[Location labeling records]
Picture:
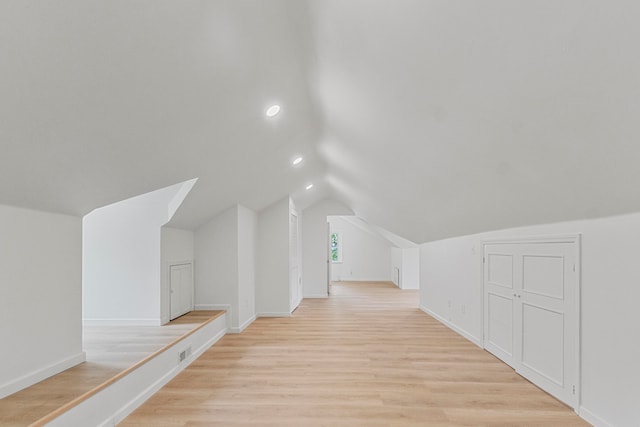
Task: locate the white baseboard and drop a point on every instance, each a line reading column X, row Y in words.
column 225, row 307
column 592, row 418
column 121, row 322
column 453, row 327
column 285, row 314
column 115, row 401
column 161, row 382
column 242, row 327
column 34, row 377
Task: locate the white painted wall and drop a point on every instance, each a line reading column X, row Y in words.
column 314, row 246
column 176, row 245
column 216, row 264
column 364, row 256
column 121, row 259
column 272, row 267
column 410, row 273
column 396, row 265
column 247, row 235
column 41, row 302
column 451, row 277
column 225, row 265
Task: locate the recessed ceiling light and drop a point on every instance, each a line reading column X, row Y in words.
column 273, row 110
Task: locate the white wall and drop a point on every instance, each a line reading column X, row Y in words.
column 247, row 235
column 272, row 267
column 364, row 256
column 225, row 265
column 396, row 265
column 41, row 302
column 216, row 264
column 314, row 235
column 176, row 245
column 410, row 273
column 451, row 277
column 121, row 260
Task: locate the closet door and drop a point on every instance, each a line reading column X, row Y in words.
column 531, row 291
column 547, row 352
column 499, row 294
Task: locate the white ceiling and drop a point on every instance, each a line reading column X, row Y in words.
column 428, row 118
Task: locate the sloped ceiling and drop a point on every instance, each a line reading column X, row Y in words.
column 428, row 118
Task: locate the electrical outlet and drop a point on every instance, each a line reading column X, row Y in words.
column 184, row 353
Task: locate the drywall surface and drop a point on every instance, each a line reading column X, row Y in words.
column 41, row 302
column 365, row 256
column 176, row 245
column 410, row 277
column 396, row 265
column 451, row 278
column 314, row 237
column 272, row 267
column 247, row 235
column 216, row 263
column 121, row 259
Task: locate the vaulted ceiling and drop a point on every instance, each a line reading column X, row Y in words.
column 428, row 118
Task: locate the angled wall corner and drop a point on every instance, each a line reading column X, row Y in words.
column 121, row 278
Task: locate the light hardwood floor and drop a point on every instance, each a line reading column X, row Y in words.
column 367, row 356
column 110, row 350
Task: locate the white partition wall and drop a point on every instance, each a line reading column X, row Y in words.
column 41, row 302
column 451, row 289
column 531, row 310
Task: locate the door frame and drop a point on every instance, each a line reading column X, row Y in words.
column 576, row 240
column 191, row 285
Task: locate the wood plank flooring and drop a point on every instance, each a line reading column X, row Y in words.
column 367, row 356
column 110, row 350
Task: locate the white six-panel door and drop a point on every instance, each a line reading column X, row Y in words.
column 181, row 289
column 531, row 320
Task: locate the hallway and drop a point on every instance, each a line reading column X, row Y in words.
column 365, row 356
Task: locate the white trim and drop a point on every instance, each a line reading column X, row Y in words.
column 225, row 307
column 239, row 329
column 296, row 304
column 199, row 307
column 112, row 404
column 574, row 239
column 126, row 410
column 547, row 238
column 316, row 296
column 121, row 322
column 170, row 264
column 31, row 378
column 452, row 326
column 592, row 418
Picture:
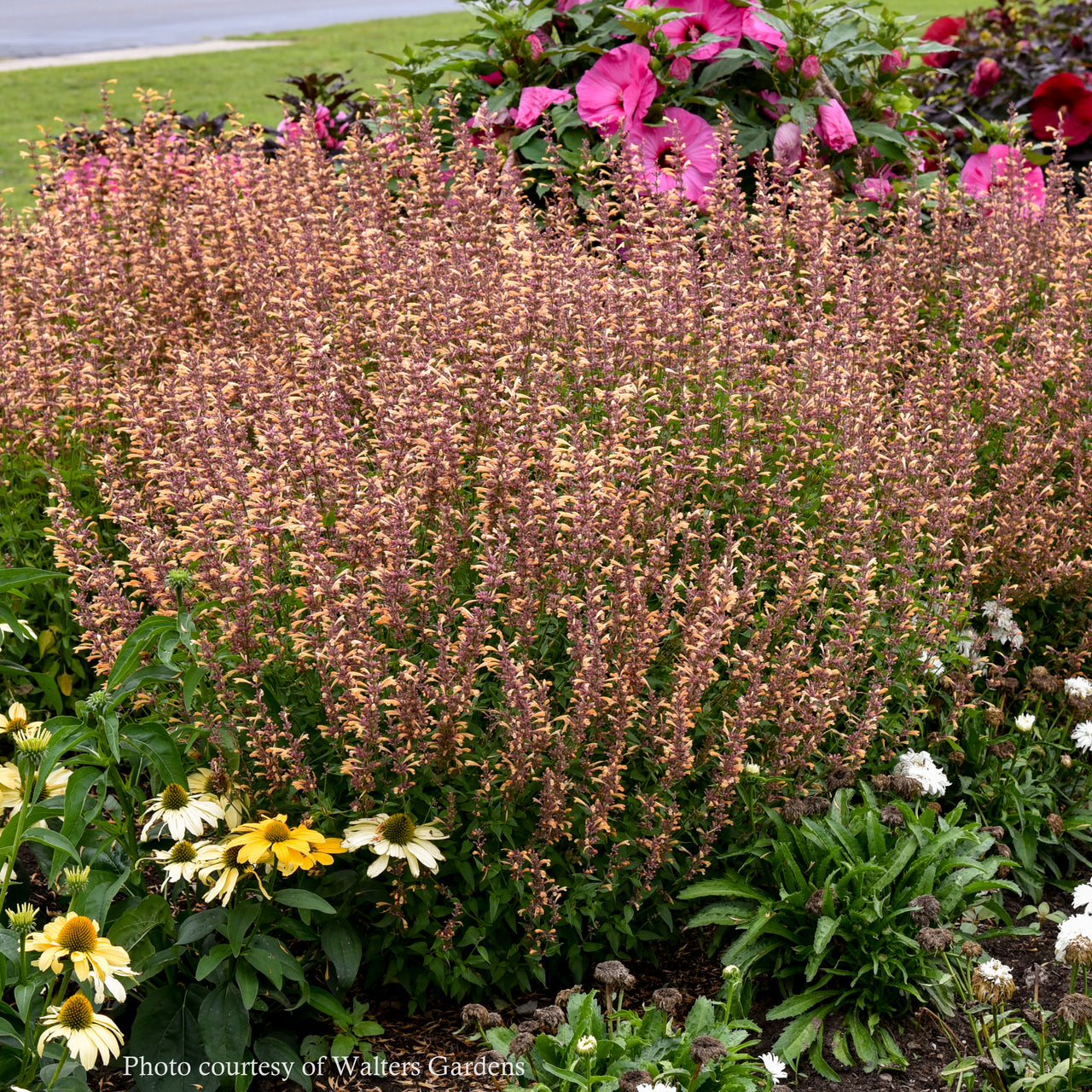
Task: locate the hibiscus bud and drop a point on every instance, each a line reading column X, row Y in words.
column 986, row 74
column 787, row 147
column 893, row 61
column 681, row 69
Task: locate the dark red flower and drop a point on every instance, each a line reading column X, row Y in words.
column 943, row 31
column 1063, row 96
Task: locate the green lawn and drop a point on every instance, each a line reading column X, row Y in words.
column 38, row 97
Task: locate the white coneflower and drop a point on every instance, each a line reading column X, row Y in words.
column 180, row 862
column 1083, row 894
column 932, row 663
column 90, row 1037
column 776, row 1069
column 182, row 814
column 396, row 835
column 991, row 982
column 1075, row 940
column 919, row 765
column 1079, row 688
column 1083, row 735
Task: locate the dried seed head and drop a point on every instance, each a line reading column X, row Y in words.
column 522, row 1045
column 924, row 909
column 706, row 1048
column 614, row 975
column 549, row 1018
column 1043, row 681
column 474, row 1014
column 1076, row 1009
column 907, row 787
column 631, row 1079
column 935, row 940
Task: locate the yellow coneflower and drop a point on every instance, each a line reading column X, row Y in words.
column 16, row 718
column 89, row 1036
column 396, row 835
column 289, row 847
column 221, row 862
column 75, row 938
column 12, row 787
column 209, row 785
column 183, row 814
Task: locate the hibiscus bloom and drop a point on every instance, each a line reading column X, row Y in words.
column 1067, row 96
column 834, row 127
column 534, row 101
column 682, row 154
column 994, row 168
column 944, row 32
column 616, row 92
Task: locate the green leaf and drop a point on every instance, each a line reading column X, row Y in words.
column 304, row 900
column 342, row 946
column 166, row 1029
column 224, row 1024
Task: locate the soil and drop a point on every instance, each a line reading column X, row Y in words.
column 691, row 969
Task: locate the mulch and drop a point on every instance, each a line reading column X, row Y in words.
column 430, row 1052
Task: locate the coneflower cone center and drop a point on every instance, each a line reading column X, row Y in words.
column 77, row 1014
column 276, row 831
column 175, row 799
column 398, row 830
column 78, row 935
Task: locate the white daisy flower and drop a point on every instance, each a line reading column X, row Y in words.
column 919, row 765
column 1078, row 927
column 182, row 814
column 776, row 1069
column 1083, row 896
column 1078, row 687
column 396, row 835
column 1083, row 735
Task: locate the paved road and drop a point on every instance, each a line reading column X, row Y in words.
column 43, row 27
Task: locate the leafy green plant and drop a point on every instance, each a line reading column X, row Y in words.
column 827, row 907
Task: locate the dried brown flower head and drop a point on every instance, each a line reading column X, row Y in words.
column 613, row 974
column 705, row 1048
column 474, row 1014
column 1076, row 1009
column 935, row 940
column 924, row 909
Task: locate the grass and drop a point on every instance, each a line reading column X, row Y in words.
column 35, row 98
column 38, row 97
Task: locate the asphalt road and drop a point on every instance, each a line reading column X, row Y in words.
column 44, row 27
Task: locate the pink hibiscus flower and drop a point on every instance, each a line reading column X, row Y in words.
column 682, row 154
column 834, row 127
column 533, row 102
column 986, row 171
column 616, row 92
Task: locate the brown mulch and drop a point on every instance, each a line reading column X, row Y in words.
column 410, row 1042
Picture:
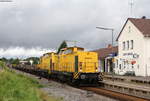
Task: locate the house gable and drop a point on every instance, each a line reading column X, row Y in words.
column 141, row 24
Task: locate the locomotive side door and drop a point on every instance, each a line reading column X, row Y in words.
column 51, row 65
column 76, row 63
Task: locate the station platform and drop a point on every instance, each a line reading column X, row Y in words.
column 129, row 79
column 135, row 86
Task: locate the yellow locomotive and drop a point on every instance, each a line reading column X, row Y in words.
column 72, row 64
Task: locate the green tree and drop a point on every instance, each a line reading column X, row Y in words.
column 62, row 45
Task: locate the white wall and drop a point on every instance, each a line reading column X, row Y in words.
column 140, row 49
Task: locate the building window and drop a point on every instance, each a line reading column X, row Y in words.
column 128, row 45
column 124, row 45
column 132, row 43
column 129, row 29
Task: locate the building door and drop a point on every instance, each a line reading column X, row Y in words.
column 76, row 63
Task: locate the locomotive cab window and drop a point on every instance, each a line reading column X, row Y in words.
column 68, row 51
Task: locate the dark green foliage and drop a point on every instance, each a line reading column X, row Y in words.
column 14, row 61
column 62, row 45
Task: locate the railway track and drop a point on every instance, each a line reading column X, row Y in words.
column 112, row 94
column 101, row 91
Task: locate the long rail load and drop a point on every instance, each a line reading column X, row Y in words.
column 73, row 65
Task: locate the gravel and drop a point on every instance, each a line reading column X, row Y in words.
column 68, row 93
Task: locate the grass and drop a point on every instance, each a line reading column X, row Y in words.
column 17, row 87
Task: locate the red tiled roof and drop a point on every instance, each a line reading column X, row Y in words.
column 142, row 24
column 104, row 52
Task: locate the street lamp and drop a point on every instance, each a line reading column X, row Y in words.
column 111, row 29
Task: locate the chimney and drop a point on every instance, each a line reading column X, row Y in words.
column 109, row 46
column 143, row 17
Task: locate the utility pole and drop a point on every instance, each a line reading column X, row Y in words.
column 131, row 3
column 112, row 30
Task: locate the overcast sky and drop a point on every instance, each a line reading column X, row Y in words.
column 46, row 23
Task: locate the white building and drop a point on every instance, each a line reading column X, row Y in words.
column 134, row 48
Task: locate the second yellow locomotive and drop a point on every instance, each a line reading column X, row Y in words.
column 73, row 65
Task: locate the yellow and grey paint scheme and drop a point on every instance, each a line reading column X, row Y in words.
column 72, row 61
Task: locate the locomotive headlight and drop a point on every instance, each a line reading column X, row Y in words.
column 83, row 76
column 80, row 66
column 96, row 69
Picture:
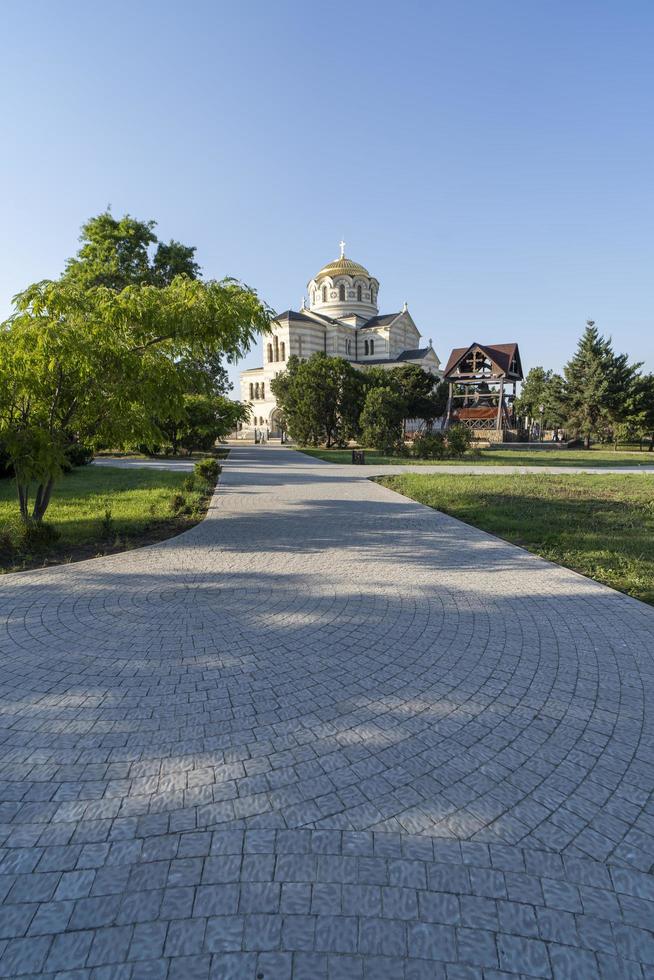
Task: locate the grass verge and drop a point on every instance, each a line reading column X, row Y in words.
column 601, row 526
column 499, row 457
column 101, row 510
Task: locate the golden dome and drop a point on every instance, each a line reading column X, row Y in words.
column 343, row 267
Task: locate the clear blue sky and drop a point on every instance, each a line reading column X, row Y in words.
column 489, row 162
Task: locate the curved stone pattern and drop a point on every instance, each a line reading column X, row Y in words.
column 327, row 733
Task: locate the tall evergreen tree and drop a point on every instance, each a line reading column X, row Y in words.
column 597, row 386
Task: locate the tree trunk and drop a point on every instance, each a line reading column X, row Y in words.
column 23, row 499
column 43, row 494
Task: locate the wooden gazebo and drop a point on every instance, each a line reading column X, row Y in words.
column 482, row 382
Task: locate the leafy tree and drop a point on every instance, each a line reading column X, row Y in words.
column 100, row 365
column 115, row 252
column 173, row 259
column 541, row 388
column 204, row 419
column 320, row 399
column 640, row 421
column 424, row 395
column 382, row 420
column 597, row 386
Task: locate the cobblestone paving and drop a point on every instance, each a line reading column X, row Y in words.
column 326, row 734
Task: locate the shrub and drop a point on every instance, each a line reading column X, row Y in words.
column 382, row 420
column 178, row 504
column 107, row 526
column 430, row 445
column 207, row 472
column 27, row 537
column 458, row 440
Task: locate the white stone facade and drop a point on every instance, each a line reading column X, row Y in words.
column 342, row 320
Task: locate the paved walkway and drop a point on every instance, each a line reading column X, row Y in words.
column 327, row 733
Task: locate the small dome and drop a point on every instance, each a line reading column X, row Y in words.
column 343, row 267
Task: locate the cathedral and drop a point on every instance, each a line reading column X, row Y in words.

Direction: Arrange the lines of the material as a numbered list, from the line containing "Task: locate the small" through the end of the material, both ends included and blank lines left out.

The answer:
1. Task: locate the small dome and drop a point on every instance, each a line reading column X, row Y in words.
2. column 343, row 267
3. Task: locate the cathedral and drop a point on every instance, each a line reading column X, row Y in words.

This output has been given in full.